PASSAGE SHOWN:
····················

Originally Posted by techs
1: Uhm, yeah. If a job is going to move, it kinda has to stay the same to provide the same good or service that the market demands.
You missed the point. the market is not the same. Jobs in the U.S. compete on very close terms. Environmental protection, worker safety, etc. To just say a job is a job no matter what country it is performed in is wrong. If that is your point then jobs will go to the country with not only the lowest wages but the worst environmental, safety, etc laws.
2: And we can do this without trade barriers. Penalize companies that outsource to take advantage of lax environmental protections. They either respect the same environmental protections they would stateside, or they pay fines.
Fine, call it what you want. Penalizing companies (i.e. forcing them to raise prices) on products that are producing without environmental safeguards etc is just a semantic difference from trade barriers(which I meant as anything other than than treating say China as the 51st and on a completely equal level)

····················

DATA LINES:
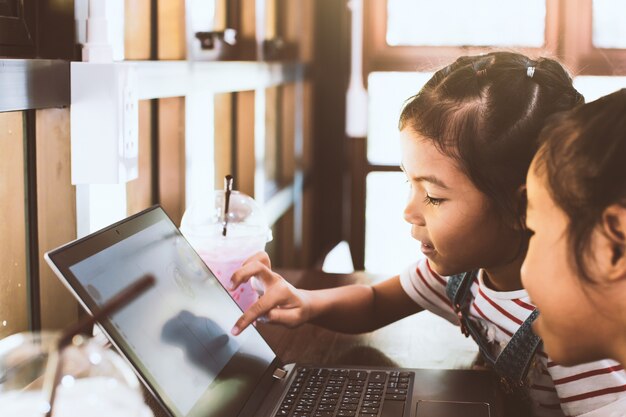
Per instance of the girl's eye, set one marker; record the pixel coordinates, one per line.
(433, 201)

····················

THE PROBLEM:
Repeat the forum exchange on outsourcing and environmental rules word for word, from start to finish.

THE ANSWER:
Originally Posted by techs
1: Uhm, yeah. If a job is going to move, it kinda has to stay the same to provide the same good or service that the market demands.
You missed the point. the market is not the same. Jobs in the U.S. compete on very close terms. Environmental protection, worker safety, etc. To just say a job is a job no matter what country it is performed in is wrong. If that is your point then jobs will go to the country with not only the lowest wages but the worst environmental, safety, etc laws.
2: And we can do this without trade barriers. Penalize companies that outsource to take advantage of lax environmental protections. They either respect the same environmental protections they would stateside, or they pay fines.
Fine, call it what you want. Penalizing companies (i.e. forcing them to raise prices) on products that are producing without environmental safeguards etc is just a semantic difference from trade barriers(which I meant as anything other than than treating say China as the 51st and on a completely equal level)